• [Text excerpt]:
────────────────────────────────────────

“Blonde:” An Irresponsible and Violating Biopic


“Blonde” turns Monroe into a fictionalized, tortured version of herself. (Courtesy of Instagram)

In the highly anticipated film, “Blonde,” the director Andrew Dominik, in conjunction with Netflix, offers a wildly violating representation of Marilyn Monroe’s life. The movie is based on the 1999 book titled the same. The book’s author, Joyce Carol Oates, called the production “a work of art” via Twitter. 

Ana de Armas, a Cuban and Spanish actress, takes on the role of Monroe, which I can appreciate as a move towards inclusivity within Hollywood. Armas does an impeccable job with what she is given in the subpar production. However, while Monroe did suffer a tragic life, the film goes to grotesque ends to paint the picture of her endless trauma. Although I can recognize that the film was intended to be a fictionalized telling of Monroe’s life, the reoccurring exploitative scenes did nothing to contribute to her story other than degrade her femininity and humanity, as if she didn’t receive enough of that in her lifetime.

────────────────────────────────────────

• [About this task]: According to the film review, which actress plays Marilyn Monroe in "Blonde"? Please answer in a few words. These lines are separate material and have no connection to the film review.

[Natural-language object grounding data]
────────────────────────────────────────

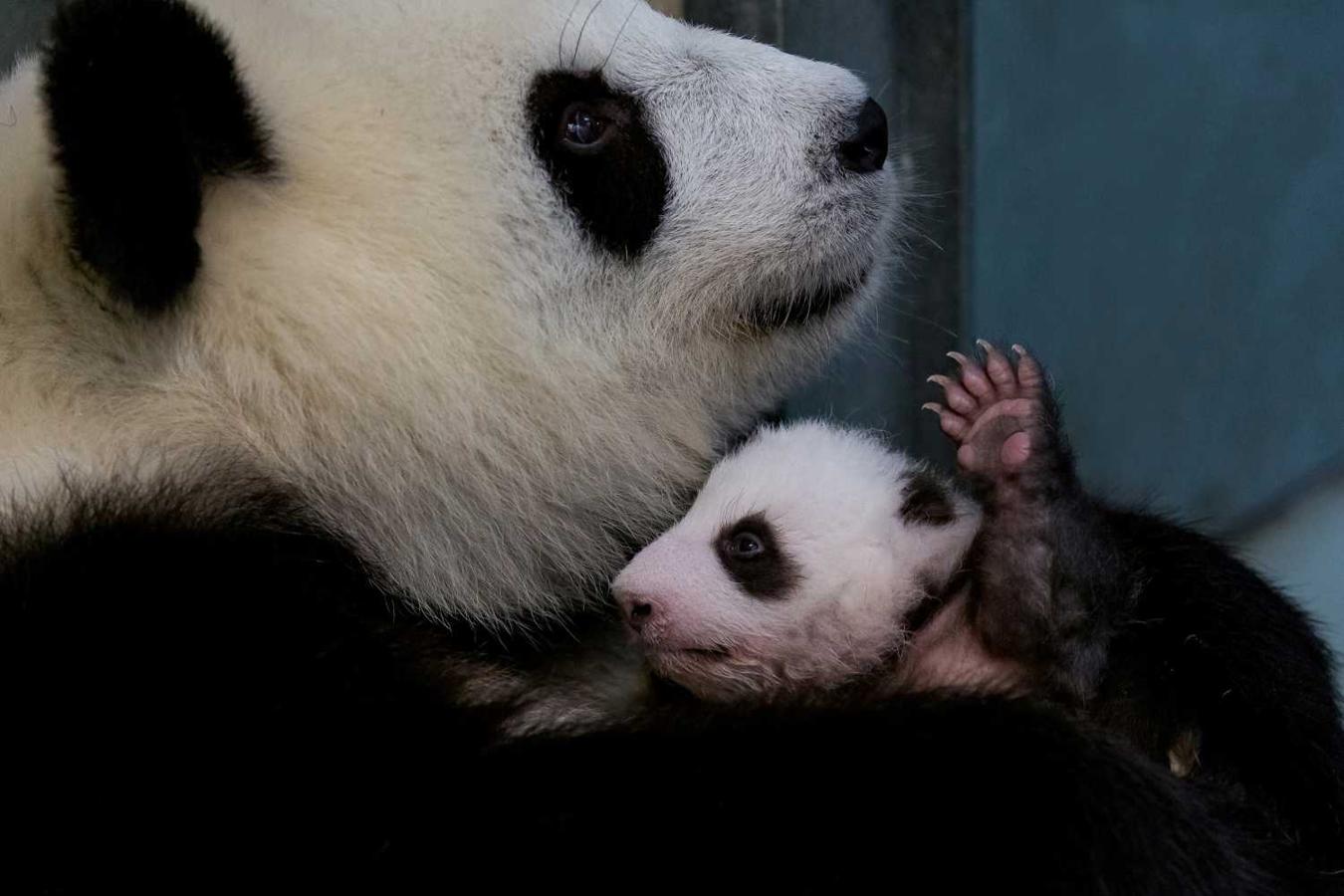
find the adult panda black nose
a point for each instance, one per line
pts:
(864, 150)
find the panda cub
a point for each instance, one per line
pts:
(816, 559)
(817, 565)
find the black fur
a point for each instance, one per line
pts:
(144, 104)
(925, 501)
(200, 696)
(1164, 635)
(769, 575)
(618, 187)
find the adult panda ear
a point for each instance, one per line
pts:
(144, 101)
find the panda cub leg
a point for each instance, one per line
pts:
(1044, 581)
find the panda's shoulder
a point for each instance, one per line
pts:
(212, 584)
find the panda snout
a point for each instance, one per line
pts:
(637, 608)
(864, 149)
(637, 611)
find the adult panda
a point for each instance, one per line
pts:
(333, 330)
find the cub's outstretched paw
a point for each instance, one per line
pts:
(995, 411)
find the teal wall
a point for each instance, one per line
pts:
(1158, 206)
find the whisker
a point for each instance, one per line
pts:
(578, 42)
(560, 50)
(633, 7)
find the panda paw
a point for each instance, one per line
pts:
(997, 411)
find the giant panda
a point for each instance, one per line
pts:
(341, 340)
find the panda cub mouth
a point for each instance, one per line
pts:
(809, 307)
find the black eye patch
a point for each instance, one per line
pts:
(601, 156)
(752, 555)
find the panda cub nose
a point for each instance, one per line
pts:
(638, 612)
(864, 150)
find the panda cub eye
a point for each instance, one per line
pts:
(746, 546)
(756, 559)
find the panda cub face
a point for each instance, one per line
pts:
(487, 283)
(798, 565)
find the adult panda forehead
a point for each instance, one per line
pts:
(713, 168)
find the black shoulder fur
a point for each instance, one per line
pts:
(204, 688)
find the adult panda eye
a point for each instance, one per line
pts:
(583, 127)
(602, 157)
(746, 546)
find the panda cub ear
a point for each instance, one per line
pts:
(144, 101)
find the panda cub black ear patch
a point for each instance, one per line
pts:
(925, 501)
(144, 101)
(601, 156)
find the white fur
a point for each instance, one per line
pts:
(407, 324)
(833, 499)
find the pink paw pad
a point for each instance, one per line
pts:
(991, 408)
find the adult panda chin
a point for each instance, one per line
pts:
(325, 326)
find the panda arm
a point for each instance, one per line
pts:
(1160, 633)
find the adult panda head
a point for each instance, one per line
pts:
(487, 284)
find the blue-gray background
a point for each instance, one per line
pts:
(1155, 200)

────────────────────────────────────────

• [Finished exercise]: Ana de Armas